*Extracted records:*
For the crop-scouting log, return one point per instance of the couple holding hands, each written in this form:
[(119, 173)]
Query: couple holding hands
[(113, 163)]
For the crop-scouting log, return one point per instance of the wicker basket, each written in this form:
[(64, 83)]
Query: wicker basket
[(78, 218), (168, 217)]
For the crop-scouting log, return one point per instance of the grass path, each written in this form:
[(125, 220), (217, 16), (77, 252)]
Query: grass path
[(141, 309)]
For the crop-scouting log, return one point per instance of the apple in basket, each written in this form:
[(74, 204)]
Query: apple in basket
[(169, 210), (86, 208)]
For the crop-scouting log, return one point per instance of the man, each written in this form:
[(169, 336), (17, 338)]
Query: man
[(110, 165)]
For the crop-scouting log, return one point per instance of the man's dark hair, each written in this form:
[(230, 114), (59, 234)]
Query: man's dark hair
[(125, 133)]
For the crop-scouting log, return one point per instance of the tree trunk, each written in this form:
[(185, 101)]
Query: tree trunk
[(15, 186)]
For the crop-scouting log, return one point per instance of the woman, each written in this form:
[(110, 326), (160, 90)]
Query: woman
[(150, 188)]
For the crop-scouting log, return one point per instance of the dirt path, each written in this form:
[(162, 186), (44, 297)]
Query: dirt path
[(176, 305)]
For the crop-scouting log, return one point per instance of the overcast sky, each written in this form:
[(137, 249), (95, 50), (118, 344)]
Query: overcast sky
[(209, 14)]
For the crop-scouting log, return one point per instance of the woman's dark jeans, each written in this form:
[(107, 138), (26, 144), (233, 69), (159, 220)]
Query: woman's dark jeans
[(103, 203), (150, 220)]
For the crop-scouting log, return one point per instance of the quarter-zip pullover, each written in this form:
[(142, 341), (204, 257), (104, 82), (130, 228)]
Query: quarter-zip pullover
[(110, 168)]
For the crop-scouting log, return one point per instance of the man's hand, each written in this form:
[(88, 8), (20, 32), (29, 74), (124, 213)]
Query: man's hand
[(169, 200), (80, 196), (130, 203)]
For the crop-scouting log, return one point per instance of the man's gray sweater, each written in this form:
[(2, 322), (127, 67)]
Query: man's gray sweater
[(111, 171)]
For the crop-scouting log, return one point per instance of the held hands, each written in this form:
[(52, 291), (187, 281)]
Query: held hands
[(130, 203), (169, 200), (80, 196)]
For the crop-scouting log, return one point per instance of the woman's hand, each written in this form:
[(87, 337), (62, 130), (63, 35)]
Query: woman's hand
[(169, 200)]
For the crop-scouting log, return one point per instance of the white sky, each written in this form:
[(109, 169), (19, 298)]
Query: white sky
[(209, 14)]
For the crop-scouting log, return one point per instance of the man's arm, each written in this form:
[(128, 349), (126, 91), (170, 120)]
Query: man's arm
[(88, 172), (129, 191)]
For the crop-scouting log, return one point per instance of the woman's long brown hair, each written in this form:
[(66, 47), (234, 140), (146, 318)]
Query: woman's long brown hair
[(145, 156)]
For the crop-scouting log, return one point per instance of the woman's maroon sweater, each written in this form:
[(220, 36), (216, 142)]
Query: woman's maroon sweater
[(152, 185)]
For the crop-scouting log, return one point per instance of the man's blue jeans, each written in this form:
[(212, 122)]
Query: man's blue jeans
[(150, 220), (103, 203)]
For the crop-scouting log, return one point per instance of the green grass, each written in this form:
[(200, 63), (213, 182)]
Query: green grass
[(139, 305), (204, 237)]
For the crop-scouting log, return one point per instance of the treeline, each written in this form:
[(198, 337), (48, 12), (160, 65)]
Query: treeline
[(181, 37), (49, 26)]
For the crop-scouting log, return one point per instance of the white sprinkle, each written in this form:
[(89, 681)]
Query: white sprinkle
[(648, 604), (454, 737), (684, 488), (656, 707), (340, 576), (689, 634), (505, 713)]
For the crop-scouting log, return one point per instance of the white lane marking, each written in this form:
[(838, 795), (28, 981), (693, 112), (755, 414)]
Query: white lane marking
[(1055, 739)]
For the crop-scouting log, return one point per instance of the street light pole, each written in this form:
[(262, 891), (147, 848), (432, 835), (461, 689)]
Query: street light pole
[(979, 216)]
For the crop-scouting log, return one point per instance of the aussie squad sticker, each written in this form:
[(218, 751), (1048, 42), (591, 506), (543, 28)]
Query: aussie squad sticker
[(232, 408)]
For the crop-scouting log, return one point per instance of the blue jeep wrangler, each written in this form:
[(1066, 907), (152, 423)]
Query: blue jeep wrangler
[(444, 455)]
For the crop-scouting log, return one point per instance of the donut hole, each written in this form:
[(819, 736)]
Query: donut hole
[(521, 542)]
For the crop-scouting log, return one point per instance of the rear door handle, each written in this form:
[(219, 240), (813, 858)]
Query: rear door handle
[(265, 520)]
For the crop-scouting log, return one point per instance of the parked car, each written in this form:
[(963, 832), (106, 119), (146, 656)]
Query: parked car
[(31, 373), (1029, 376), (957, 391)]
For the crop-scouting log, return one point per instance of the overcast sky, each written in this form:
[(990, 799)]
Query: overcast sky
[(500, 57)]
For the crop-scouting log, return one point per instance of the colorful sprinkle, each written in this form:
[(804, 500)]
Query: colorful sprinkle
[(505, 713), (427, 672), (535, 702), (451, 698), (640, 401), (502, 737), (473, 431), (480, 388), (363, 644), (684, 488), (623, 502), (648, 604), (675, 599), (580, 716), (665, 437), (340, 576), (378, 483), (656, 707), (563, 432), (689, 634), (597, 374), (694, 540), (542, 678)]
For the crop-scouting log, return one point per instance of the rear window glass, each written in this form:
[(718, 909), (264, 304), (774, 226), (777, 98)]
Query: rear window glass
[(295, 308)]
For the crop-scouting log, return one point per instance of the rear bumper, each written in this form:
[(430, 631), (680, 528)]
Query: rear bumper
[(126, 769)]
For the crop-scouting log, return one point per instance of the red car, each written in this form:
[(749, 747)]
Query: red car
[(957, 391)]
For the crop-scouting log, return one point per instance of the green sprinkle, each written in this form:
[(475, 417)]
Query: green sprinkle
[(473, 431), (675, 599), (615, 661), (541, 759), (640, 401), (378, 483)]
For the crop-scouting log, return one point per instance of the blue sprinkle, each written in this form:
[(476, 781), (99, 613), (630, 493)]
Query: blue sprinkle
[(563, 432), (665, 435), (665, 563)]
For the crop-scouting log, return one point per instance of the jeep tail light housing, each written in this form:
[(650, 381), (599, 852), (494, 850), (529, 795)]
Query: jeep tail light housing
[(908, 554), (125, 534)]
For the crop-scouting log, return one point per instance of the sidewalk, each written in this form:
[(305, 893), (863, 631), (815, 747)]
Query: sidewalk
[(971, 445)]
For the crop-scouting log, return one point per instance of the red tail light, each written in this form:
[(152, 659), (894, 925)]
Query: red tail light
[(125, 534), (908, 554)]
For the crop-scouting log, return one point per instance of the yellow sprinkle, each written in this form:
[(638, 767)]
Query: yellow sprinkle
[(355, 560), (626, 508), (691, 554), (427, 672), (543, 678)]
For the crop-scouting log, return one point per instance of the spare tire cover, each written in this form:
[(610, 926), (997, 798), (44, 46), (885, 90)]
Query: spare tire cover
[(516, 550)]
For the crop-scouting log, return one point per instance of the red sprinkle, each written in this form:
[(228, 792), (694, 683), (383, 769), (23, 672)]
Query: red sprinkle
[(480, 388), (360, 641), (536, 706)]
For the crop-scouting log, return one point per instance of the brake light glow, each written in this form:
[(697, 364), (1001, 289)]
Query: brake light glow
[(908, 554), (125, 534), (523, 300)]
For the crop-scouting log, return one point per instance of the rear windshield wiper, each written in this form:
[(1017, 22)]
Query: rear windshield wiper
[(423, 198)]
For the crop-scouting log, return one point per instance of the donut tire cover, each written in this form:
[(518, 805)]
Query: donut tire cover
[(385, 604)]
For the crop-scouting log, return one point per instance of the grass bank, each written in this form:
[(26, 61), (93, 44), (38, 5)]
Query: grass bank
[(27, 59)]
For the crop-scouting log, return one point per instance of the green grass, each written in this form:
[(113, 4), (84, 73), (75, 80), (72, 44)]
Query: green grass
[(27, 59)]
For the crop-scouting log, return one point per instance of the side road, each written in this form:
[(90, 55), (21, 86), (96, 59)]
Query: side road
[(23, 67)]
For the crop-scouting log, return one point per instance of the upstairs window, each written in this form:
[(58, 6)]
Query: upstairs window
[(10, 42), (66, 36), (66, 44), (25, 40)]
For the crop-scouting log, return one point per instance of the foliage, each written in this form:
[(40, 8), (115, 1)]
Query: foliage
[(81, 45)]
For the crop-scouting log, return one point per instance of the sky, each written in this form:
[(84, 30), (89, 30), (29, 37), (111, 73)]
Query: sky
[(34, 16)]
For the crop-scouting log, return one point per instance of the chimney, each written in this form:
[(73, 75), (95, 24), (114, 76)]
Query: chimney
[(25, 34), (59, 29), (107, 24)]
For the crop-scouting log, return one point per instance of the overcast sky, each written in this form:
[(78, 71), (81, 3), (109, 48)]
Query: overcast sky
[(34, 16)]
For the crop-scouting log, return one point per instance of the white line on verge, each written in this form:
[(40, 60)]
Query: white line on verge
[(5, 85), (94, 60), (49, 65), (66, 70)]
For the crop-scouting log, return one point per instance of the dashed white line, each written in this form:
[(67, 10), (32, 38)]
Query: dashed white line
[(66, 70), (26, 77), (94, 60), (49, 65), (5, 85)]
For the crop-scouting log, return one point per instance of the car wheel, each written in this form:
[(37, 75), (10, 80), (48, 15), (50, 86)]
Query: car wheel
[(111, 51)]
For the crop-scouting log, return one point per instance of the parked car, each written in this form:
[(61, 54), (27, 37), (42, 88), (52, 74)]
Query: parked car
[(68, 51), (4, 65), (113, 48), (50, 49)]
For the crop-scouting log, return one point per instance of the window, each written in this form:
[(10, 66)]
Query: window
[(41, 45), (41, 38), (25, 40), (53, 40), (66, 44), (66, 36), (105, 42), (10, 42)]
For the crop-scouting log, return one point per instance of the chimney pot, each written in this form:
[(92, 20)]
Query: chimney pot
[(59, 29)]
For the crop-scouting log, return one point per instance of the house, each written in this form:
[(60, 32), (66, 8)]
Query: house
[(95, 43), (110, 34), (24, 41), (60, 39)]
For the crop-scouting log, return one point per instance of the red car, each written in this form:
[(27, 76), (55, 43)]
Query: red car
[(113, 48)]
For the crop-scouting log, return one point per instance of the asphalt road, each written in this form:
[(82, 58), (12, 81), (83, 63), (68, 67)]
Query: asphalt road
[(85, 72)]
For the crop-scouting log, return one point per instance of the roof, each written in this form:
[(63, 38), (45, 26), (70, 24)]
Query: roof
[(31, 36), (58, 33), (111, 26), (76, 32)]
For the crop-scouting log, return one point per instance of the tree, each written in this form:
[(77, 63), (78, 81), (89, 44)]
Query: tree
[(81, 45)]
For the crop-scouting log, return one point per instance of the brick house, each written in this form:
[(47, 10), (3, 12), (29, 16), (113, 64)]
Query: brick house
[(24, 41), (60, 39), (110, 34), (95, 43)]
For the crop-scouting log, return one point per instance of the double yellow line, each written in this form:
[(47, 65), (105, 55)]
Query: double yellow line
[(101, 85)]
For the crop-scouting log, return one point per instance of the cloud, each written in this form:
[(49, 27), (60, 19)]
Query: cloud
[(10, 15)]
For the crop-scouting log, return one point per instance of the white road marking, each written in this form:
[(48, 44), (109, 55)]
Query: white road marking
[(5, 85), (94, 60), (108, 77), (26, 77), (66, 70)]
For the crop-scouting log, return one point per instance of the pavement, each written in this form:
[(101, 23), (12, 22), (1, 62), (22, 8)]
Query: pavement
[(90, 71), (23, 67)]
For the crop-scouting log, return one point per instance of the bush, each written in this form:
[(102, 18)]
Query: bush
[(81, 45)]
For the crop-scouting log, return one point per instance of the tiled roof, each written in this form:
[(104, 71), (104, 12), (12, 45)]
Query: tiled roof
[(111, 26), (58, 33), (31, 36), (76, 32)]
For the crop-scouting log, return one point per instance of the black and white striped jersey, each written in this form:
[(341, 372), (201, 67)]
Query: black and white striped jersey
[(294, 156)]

*Your task:* Please give again the lines above between the line holding "[(152, 659), (894, 925)]" and the line holding "side road, each", inclusive, exactly as they are and with nothing added.

*Output:*
[(152, 659), (894, 925)]
Query: red tail light
[(125, 534), (908, 554)]
For the crop-scouting log, return one point per instance of the yellow sprinkle, each written in this form:
[(638, 767)]
Query: yellow sprinkle
[(355, 560), (626, 508), (691, 554), (427, 672), (543, 678)]
For the crop-scouting log, return one point per instance of the spare tire cover, each written in this form:
[(610, 926), (997, 798), (44, 46), (885, 90)]
Query: spare tire cover
[(516, 550)]
For the crop-scouting log, return one point per instance of the red sprinkle, each written in this form:
[(228, 792), (694, 683), (383, 769), (23, 672)]
Query: red sprinkle
[(480, 388), (360, 641), (536, 706)]
For the crop-scouting log, return one point per instance of the brake light glow, each written in this form:
[(697, 364), (1001, 289)]
Query: brake light glow
[(908, 554), (125, 534), (523, 300)]
For the crop-scouting log, return one point per instance of the rear windshield wiper, each written in this form:
[(1017, 22)]
Query: rear windshield wiper
[(423, 198)]
For the crop-scouting log, return one point per instance of the donut tire cover, each written in this form:
[(518, 805)]
Query: donut tire cover
[(385, 604)]
For the crop-scouting log, return one point per instance of the grass bank, each written in this form:
[(26, 61), (93, 44), (38, 5)]
Query: grass bank
[(27, 59)]
For the crop-scouting log, return one point per instance of the green grass, each written in this form:
[(113, 4), (84, 73), (75, 80), (72, 44)]
Query: green grass
[(27, 59)]
For the crop-scouting log, return one point per instance of the side road, each written in this form:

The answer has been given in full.